• **TEXT SHOWN**
BEGIN

You could still die if you step in front of a moving bus or get hit by a meteor but you would not age.

What would such a life be like? There are examples in nature.22-immortal-jellyfish

(Image Turritopsis Nutrical “The Methuselah Jellyfish” Unless killed by unforeseen circumstances it can live forever)

Whether they accept it or not, everyone knows they will die. This fear of dying keeps people from flying on planes, eating certain foods, climbing mountains, hiking in the woods, or any other activities that carry risk.

Yet they will still die. I have always found it interesting that the one certainty shared by every person on this planet, dying, is the one thing we all chose to ignore. We expend resources developing better and better methods to visit death on others while denying our own inevitable meeting with the same fate.

Instead of coming to terms and using the time we have to enhance life, most choose to make believe death will never happen.

END

• **DATASET CONTENT**
BEGIN

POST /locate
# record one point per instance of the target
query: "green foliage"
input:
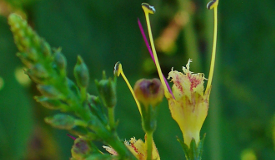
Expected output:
(194, 151)
(58, 92)
(105, 32)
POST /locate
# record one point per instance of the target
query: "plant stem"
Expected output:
(111, 117)
(149, 141)
(211, 71)
(189, 35)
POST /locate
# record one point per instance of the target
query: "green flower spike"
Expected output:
(189, 102)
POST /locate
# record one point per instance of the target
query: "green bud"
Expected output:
(61, 121)
(149, 92)
(51, 103)
(49, 91)
(79, 130)
(72, 86)
(81, 73)
(60, 60)
(46, 48)
(25, 59)
(95, 107)
(107, 91)
(39, 70)
(81, 149)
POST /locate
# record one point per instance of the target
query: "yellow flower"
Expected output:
(138, 148)
(188, 102)
(189, 106)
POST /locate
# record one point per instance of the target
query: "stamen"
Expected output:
(150, 9)
(151, 53)
(213, 5)
(72, 137)
(117, 71)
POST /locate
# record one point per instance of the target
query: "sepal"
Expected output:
(194, 152)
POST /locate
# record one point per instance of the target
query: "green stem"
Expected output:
(111, 116)
(189, 35)
(83, 94)
(149, 141)
(214, 115)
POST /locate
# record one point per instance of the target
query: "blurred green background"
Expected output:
(240, 123)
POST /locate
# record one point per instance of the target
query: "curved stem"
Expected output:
(166, 90)
(149, 142)
(211, 71)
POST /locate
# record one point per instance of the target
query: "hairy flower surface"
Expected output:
(189, 106)
(188, 102)
(138, 148)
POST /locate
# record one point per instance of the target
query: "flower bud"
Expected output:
(81, 73)
(61, 121)
(107, 91)
(83, 148)
(50, 103)
(49, 91)
(60, 60)
(39, 71)
(149, 92)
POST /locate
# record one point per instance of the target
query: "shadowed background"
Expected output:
(240, 122)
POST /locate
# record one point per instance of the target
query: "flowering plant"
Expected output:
(83, 114)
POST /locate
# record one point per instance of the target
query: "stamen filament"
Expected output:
(117, 71)
(146, 12)
(151, 54)
(211, 71)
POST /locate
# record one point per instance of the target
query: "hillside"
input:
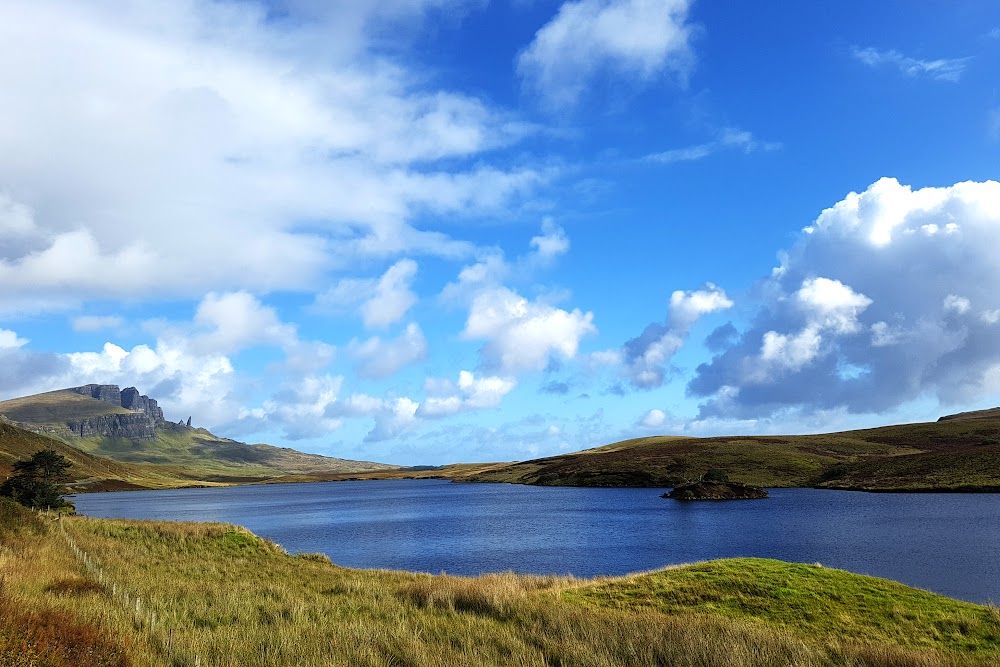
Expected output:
(960, 454)
(113, 446)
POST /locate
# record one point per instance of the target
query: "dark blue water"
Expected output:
(947, 543)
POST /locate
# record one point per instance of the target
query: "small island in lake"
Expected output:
(715, 485)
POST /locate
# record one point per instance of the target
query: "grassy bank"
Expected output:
(119, 593)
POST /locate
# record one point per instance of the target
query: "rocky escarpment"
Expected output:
(132, 427)
(128, 398)
(138, 426)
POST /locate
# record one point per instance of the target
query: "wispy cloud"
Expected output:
(941, 69)
(728, 139)
(634, 38)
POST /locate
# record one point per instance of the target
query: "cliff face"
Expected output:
(139, 426)
(128, 398)
(133, 427)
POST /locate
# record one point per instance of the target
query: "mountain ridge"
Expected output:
(128, 428)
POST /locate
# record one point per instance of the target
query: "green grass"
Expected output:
(180, 456)
(961, 453)
(818, 602)
(215, 594)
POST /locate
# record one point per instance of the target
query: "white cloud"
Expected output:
(469, 393)
(653, 419)
(728, 139)
(941, 69)
(523, 335)
(381, 301)
(393, 296)
(184, 382)
(646, 356)
(957, 304)
(97, 322)
(237, 320)
(552, 242)
(492, 269)
(301, 409)
(277, 147)
(990, 316)
(9, 340)
(379, 358)
(635, 38)
(895, 263)
(832, 305)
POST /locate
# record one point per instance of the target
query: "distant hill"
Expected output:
(119, 439)
(991, 413)
(957, 454)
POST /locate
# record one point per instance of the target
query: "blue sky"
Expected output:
(427, 231)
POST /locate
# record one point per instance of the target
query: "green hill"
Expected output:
(87, 592)
(957, 453)
(124, 448)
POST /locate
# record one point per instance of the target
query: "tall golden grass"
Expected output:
(125, 593)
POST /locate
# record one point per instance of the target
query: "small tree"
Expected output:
(38, 482)
(716, 475)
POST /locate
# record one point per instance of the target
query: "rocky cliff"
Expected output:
(138, 426)
(129, 398)
(132, 427)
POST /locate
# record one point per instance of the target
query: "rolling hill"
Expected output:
(957, 453)
(116, 447)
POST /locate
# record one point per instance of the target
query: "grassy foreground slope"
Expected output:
(120, 593)
(953, 454)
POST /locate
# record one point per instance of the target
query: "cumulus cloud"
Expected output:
(310, 151)
(941, 69)
(300, 409)
(492, 269)
(552, 242)
(655, 418)
(184, 381)
(886, 297)
(638, 39)
(645, 357)
(378, 358)
(9, 340)
(236, 320)
(523, 335)
(444, 397)
(97, 322)
(381, 301)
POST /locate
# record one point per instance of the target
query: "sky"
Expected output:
(434, 231)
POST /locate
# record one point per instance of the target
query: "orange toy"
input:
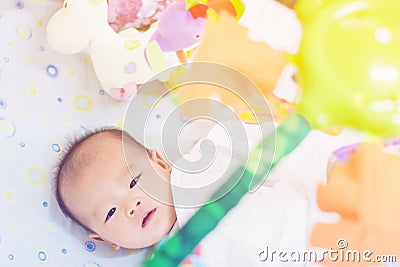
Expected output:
(226, 42)
(365, 191)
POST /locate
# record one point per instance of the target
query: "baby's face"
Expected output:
(107, 198)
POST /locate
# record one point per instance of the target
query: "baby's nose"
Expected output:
(132, 206)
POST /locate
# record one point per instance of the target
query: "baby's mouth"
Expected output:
(147, 217)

END

• **CHALLENGES**
1. In two sentences, summarize the passage about death.
2. What does the passage about death name as the one certainty shared by every person on the planet?
Nothing in the lines has any bearing on the work here.

• **PROBLEM SOLUTIONS**
1. Everyone knows they will die, and the fear of dying keeps people from activities that carry risk, such as flying on planes, climbing mountains or hiking in the woods, yet they will still die. Although dying is the one certainty every person shares, most people ignore it and pretend death will never happen instead of using their time to enhance life.

2. Dying.